(The request)
Can you recast every line of the records below as a Markdown table with two columns, Number and Line, giving each row a number and skipping blank lines? Leave the pictures out of your answer.

(Records for processing)
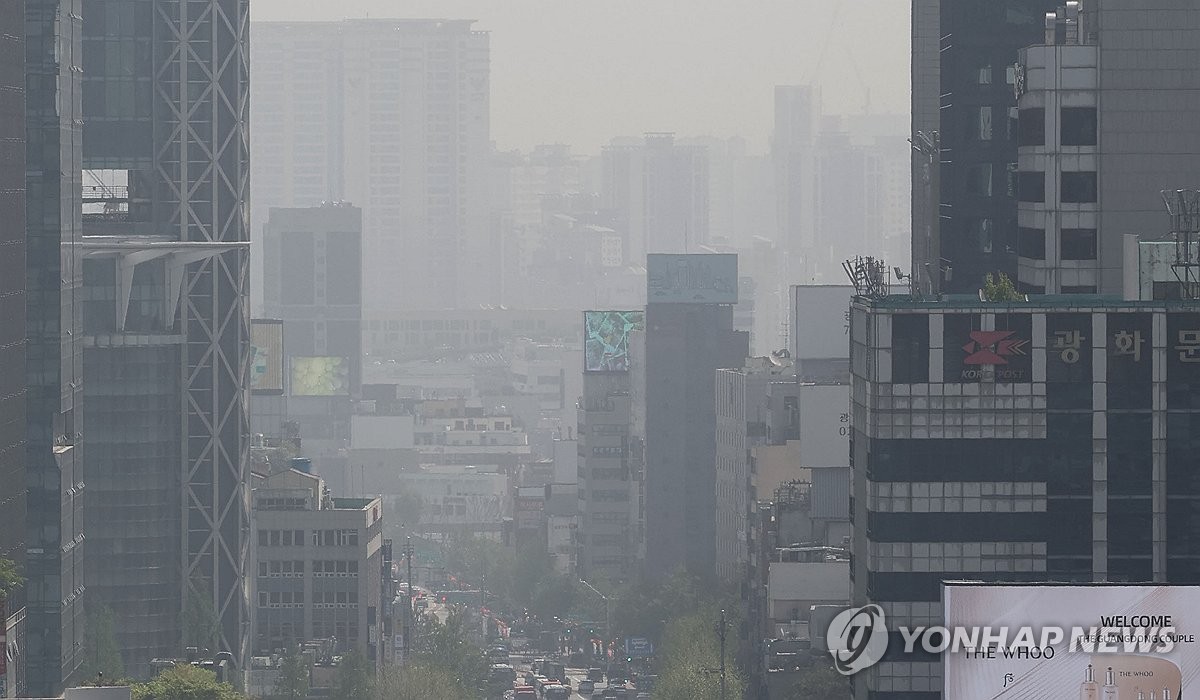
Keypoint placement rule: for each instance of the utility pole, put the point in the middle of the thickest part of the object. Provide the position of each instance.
(607, 626)
(720, 635)
(408, 597)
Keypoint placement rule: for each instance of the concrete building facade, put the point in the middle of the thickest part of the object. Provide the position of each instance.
(1105, 123)
(391, 114)
(318, 566)
(1030, 441)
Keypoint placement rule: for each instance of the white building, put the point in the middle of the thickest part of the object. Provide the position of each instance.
(391, 114)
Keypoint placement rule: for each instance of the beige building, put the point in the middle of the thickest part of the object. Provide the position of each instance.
(318, 561)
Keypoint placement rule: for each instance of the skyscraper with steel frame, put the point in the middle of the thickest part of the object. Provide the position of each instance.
(166, 157)
(54, 356)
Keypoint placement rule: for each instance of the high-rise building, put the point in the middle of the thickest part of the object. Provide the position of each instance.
(795, 159)
(318, 564)
(743, 423)
(166, 318)
(610, 449)
(964, 204)
(689, 335)
(313, 281)
(391, 114)
(12, 318)
(659, 191)
(54, 478)
(1101, 131)
(1047, 441)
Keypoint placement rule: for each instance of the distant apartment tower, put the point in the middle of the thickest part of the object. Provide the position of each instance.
(610, 449)
(318, 563)
(166, 334)
(659, 192)
(391, 114)
(12, 321)
(689, 335)
(313, 281)
(964, 201)
(795, 159)
(54, 575)
(1101, 131)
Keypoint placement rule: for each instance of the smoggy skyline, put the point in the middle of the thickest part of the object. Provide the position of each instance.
(705, 67)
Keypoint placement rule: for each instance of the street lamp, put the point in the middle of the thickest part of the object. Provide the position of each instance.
(607, 623)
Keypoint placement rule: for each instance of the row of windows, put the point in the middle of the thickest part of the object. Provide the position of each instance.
(297, 567)
(348, 537)
(1074, 244)
(1078, 126)
(1075, 187)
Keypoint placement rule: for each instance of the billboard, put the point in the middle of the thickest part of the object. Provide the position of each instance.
(820, 322)
(691, 279)
(267, 356)
(1117, 641)
(606, 339)
(323, 376)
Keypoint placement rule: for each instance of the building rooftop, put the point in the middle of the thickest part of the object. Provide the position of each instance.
(1056, 301)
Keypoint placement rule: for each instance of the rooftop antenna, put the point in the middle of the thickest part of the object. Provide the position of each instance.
(870, 276)
(1183, 207)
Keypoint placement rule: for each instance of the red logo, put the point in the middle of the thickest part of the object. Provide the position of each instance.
(989, 347)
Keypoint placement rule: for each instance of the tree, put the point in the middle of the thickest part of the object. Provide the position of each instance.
(1000, 288)
(10, 578)
(293, 681)
(102, 653)
(353, 678)
(691, 658)
(185, 682)
(202, 627)
(445, 646)
(418, 681)
(819, 681)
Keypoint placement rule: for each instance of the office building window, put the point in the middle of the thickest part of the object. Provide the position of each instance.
(1079, 126)
(979, 179)
(1078, 244)
(1031, 243)
(1078, 187)
(1032, 126)
(1031, 186)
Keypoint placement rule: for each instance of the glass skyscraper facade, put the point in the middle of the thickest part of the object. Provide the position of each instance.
(54, 356)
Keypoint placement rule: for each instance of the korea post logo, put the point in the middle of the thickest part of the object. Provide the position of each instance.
(857, 639)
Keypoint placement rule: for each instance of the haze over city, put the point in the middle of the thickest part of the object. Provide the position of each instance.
(531, 350)
(583, 72)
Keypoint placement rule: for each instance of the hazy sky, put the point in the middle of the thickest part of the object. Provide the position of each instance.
(580, 72)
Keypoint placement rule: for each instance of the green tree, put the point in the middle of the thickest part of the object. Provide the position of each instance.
(691, 658)
(353, 677)
(445, 647)
(102, 653)
(820, 681)
(199, 621)
(1000, 288)
(10, 578)
(293, 681)
(419, 681)
(185, 682)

(Response below)
| Number | Line |
|---|---|
| 1 | Keypoint placement rule: for each instance of the utility pole, put the point in the middle of the thickest part of the object. Provide the position of each instance. |
| 2 | (607, 626) |
| 3 | (720, 635) |
| 4 | (408, 597) |
| 5 | Keypoint placement rule: for each instance of the concrete building facade, put the point in the middle of the thickest part of the object. Provide the position of each instance. |
| 6 | (1105, 123) |
| 7 | (391, 114) |
| 8 | (318, 566) |
| 9 | (1030, 441) |
| 10 | Keypoint placement rule: for each instance of the white building, put the point in the middle of the thickest part of the object. Provide the position of each instance. |
| 11 | (391, 114) |
| 12 | Keypoint placement rule: for each instance of the beige building, put the point in the middle of the thickest part of the object. Provide the position of each instance. |
| 13 | (318, 561) |
| 14 | Keypoint placement rule: for each instance of the skyscraper with steel frame, put the point in the middle of the thickest part of the object. Provide the position of each instance. |
| 15 | (166, 157) |
| 16 | (54, 356) |
| 17 | Keypoint placement rule: for each instance of the high-rise building, put the point in the middle of the thickest part of the object. Provide the position of each instance. |
| 18 | (795, 159) |
| 19 | (318, 564) |
| 20 | (743, 423) |
| 21 | (166, 318) |
| 22 | (610, 449) |
| 23 | (964, 204) |
| 24 | (689, 335) |
| 25 | (313, 281) |
| 26 | (391, 114) |
| 27 | (12, 318) |
| 28 | (659, 191) |
| 29 | (54, 478) |
| 30 | (1101, 131) |
| 31 | (1047, 441) |
| 32 | Keypoint placement rule: for each instance of the distant apartment tower, put the point in the middle of the thickest part of the object. Provide the position of each instance. |
| 33 | (610, 449) |
| 34 | (318, 563) |
| 35 | (166, 334) |
| 36 | (659, 192) |
| 37 | (391, 114) |
| 38 | (12, 321) |
| 39 | (689, 335) |
| 40 | (313, 281) |
| 41 | (964, 201) |
| 42 | (795, 159) |
| 43 | (54, 575) |
| 44 | (1101, 131) |
| 45 | Keypoint placement rule: for each instance of the smoggy skyline, put the point in the middle of the thickest part of the object. Provide the position of each instance. |
| 46 | (705, 67) |
| 47 | Keypoint placement rule: for each instance of the street lamp, put the point in the middle of the thickest part of the object. Provide the position of each instance. |
| 48 | (607, 623) |
| 49 | Keypoint placement rule: for each instance of the row of windows, put the point in the middle of the thickest part of the object. Provide the position of each instance. |
| 50 | (297, 567) |
| 51 | (348, 537) |
| 52 | (1074, 244) |
| 53 | (1078, 126) |
| 54 | (1075, 187) |
| 55 | Keypoint placement rule: for each instance of the billboard, put the point in the middle of the thickest part of the object. Provide the position of each instance. |
| 56 | (820, 322) |
| 57 | (691, 279) |
| 58 | (267, 356) |
| 59 | (1117, 641) |
| 60 | (606, 339) |
| 61 | (323, 376) |
| 62 | Keypoint placement rule: for each instance of the building rooftop, put the point in the middle of the thickest part of the object. Provide the position of each instance. |
| 63 | (1056, 301) |
| 64 | Keypoint placement rule: for each instance of the rooftop antenna, put the point in the middle of the thickest part of the object. Provide the position of each instance. |
| 65 | (870, 276) |
| 66 | (1183, 207) |
| 67 | Keypoint placement rule: for each instance of the red logo, put the point in the middle of the thickest part of the object. Provide the position of each instance. |
| 68 | (989, 347) |
| 69 | Keypoint placement rule: for each instance of the tree, put the point in the middle of the thickest part of the object. Provide the position of each instance. |
| 70 | (1000, 288) |
| 71 | (10, 578) |
| 72 | (293, 681) |
| 73 | (102, 653) |
| 74 | (353, 678) |
| 75 | (691, 658) |
| 76 | (185, 682) |
| 77 | (202, 627) |
| 78 | (445, 646) |
| 79 | (418, 681) |
| 80 | (819, 681) |
| 81 | Keypoint placement rule: for each instance of the office building window, put the point in the middle of the thickest part of the object. Provide the position of each instance. |
| 82 | (1079, 126) |
| 83 | (979, 179) |
| 84 | (1078, 244) |
| 85 | (1031, 243) |
| 86 | (1078, 187) |
| 87 | (1032, 126) |
| 88 | (1031, 186) |
| 89 | Keypoint placement rule: for each instance of the glass skyscraper facade, put the point in the middle of the thickest part of the object. Provide the position of each instance. |
| 90 | (54, 356) |
| 91 | Keypoint placement rule: for each instance of the korea post logo, put the point in the middle of the thickest part of the object. Provide the position of each instance. |
| 92 | (857, 639) |
| 93 | Keypoint placement rule: for each instance of the haze over city, put the point in the middle of the thickest part of the object. Provide the position of each instance. |
| 94 | (531, 350) |
| 95 | (583, 72) |
| 96 | Keypoint placement rule: for each instance of the hazy sky, put the point in the middle of the thickest part of the object. Provide the position of each instance. |
| 97 | (580, 72) |
| 98 | Keypoint placement rule: for each instance of the green tree, put the point in the middle of the thickest part of the object. Provide the position of each instance. |
| 99 | (691, 658) |
| 100 | (353, 677) |
| 101 | (445, 647) |
| 102 | (102, 653) |
| 103 | (820, 681) |
| 104 | (199, 621) |
| 105 | (1000, 288) |
| 106 | (10, 578) |
| 107 | (293, 681) |
| 108 | (419, 681) |
| 109 | (185, 682) |